A prática desenvolvida utilizando o recurso tátil, possibilitou que os alunos compreendessem os conceitos apresentados de forma autônoma e autoral, proporcionando um melhor entendimento sobre as interações ecológicas existentes em um ambiente. O material proporcionou ainda momentos de descontração e suscitou a participação de um aluno que pouco se manifestava nas aulas, trazendo o seu cotidiano para contribuir com as aulas.

Por conta das discussões e diretrizes adotadas em nosso grupo de pesquisas, nas aulas de matemática também procuramos empregar a estratégia de se utilizar diferentes abordagens e o uso de recursos variados para trabalhar os conteúdos, uma vez que atuar na perspectiva de se desenvolver políticas, culturas e práticas inclusivas, envolve ações no sentido de se trabalhar e de se desenvolver valores que possibilitem a participação efetiva dos alunos nas aulas e nas discussões. Nesse sentido, a disciplina e o conteúdo em si, tornam-se meios e não fins.

Para trazer uma experiência das aulas de matemática, escolhemos o conteúdo de conjuntos numéricos, que foi trabalhado em uma turma do nono ano, com alunos cegos e alunos com baixa visão. Dentro dessa temática, procuramos retomar conceitos já discutidos em outros anos de escolaridade, estratégia essa sempre presente em nossas abordagens, pois os alunos se apresentam com diferentes histórias e experiências escolares. O trabalho com o conteúdo de conjuntos exige elevado grau de abstração, uma vez que se discute cardinalidade, pertinência, inclusão, operações entre os conjuntos e as ideias sobre infinito, que são assuntos rebuscados para qualquer aluno da educação básica. Na abordagem dessas ideias, por exemplo, é difícil se pensar na confecção de representações táteis para os alunos e apenas a transcrição dos textos de tinta para o Braille não se revela como suficiente para um aprendizado mais compreensivo.

O professor da escola regular comum, atuando com alunos videntes, possui o quadro como um importante recurso a ser utilizado nas aulas e este possibilita a escrita de textos, desenhos, figuras e diversos tipos de representações para estabelecer uma comunicação mais dinâmica com seus alunos. Entretanto, na presença de um aluno com DV em sala de aula, é importante que a utilização desse recurso se dê de forma a não o excluir. Dessa maneira, cabe ao professor fornecer textos e/ou materiais táteis que possibilitem aos alunos terem acesso às informações disponibilizadas aos demais alunos no quadro. Assim, deve ser difícil para o leitor imaginar uma aula de matemática sem a utilização desse recurso, como acontece na realidade em que trabalhamos.

**EXERCÍCIO PROPOSTO 1:**
Liste todos os assuntos que, segundo o trecho sobre práticas inclusivas, são discutidos no trabalho com o conteúdo de conjuntos.

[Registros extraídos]
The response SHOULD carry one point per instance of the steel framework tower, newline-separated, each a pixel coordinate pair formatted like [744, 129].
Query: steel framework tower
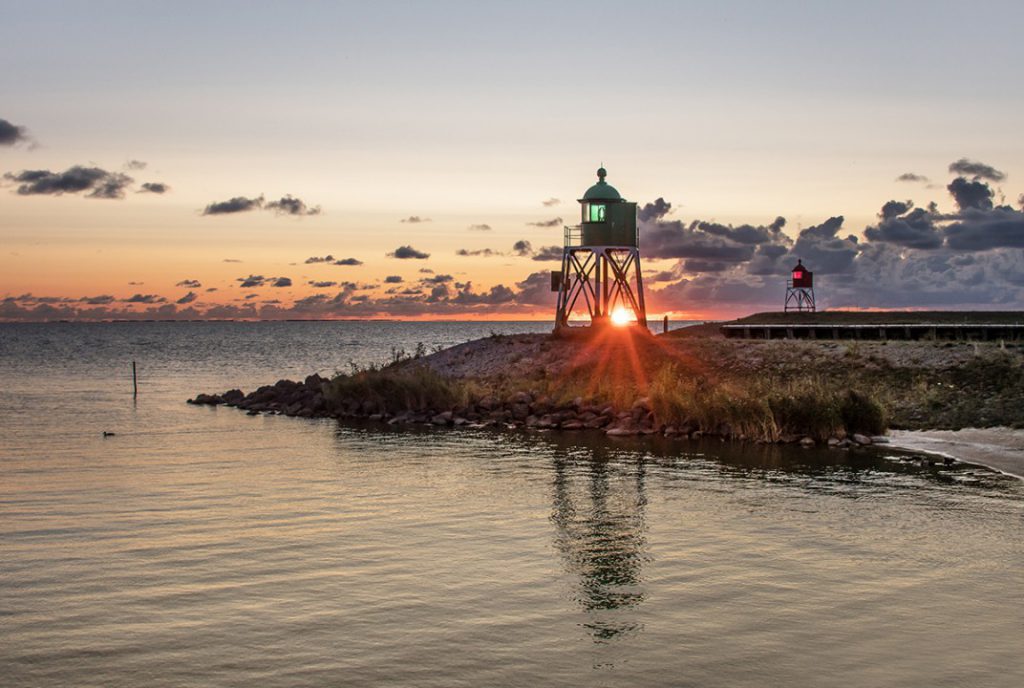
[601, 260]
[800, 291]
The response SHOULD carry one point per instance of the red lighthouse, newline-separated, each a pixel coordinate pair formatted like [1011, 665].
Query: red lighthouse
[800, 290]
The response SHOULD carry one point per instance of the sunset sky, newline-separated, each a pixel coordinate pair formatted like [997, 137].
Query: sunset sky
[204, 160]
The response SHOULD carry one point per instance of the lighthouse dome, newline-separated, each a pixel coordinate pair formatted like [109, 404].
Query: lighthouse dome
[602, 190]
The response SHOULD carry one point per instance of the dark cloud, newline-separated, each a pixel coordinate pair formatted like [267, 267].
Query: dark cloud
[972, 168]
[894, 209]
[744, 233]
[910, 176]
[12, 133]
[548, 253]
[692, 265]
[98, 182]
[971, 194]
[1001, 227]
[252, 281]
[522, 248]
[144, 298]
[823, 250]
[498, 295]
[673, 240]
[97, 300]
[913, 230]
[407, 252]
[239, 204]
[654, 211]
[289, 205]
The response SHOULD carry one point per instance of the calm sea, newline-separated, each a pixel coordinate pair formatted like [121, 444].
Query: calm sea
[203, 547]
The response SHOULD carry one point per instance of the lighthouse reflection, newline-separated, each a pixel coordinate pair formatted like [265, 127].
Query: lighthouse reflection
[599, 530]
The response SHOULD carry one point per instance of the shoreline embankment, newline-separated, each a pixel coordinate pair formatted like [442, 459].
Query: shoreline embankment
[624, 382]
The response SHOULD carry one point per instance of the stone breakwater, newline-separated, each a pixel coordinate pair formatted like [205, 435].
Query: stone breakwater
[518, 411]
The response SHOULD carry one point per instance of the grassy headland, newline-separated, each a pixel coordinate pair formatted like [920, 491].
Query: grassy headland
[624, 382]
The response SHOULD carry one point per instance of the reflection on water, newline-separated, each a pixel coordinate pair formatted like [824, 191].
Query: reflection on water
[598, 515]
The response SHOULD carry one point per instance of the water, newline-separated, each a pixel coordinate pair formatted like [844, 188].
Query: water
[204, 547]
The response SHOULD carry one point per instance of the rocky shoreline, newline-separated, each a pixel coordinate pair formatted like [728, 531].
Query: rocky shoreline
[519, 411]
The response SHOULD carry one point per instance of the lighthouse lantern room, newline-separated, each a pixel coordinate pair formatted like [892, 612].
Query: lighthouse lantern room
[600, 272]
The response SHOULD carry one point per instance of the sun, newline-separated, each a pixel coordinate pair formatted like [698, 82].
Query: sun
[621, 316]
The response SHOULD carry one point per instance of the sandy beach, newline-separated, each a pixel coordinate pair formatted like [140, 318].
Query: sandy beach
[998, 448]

**EXERCÍCIO PROPOSTO 2:**
Transcreva, sem qualquer alteração, as linhas dos registros que vão da linha que contém "like [824, 191]." até o final dos registros, com ambas as extremidades incluídas.

**RESPOSTA 1:**
- cardinalidade
- pertinência
- inclusão
- operações entre os conjuntos
- as ideias sobre infinito

**RESPOSTA 2:**
The response SHOULD carry one point per instance of the reflection on water, newline-separated, each a pixel coordinate pair formatted like [824, 191].
Query: reflection on water
[598, 515]
The response SHOULD carry one point per instance of the water, newline-separated, each a pixel coordinate pair formatted like [844, 188].
Query: water
[204, 547]
The response SHOULD carry one point per instance of the rocky shoreline, newline-separated, each a pixel coordinate pair formatted like [728, 531].
Query: rocky shoreline
[519, 411]
The response SHOULD carry one point per instance of the lighthouse lantern room, newline-separated, each a pixel coordinate pair formatted like [892, 612].
Query: lighthouse lantern room
[600, 272]
The response SHOULD carry one point per instance of the sun, newline-separated, each a pixel coordinate pair formatted like [698, 82].
Query: sun
[621, 316]
The response SHOULD carry one point per instance of the sandy beach, newline-separated, each a pixel coordinate pair formatted like [140, 318].
Query: sandy beach
[998, 448]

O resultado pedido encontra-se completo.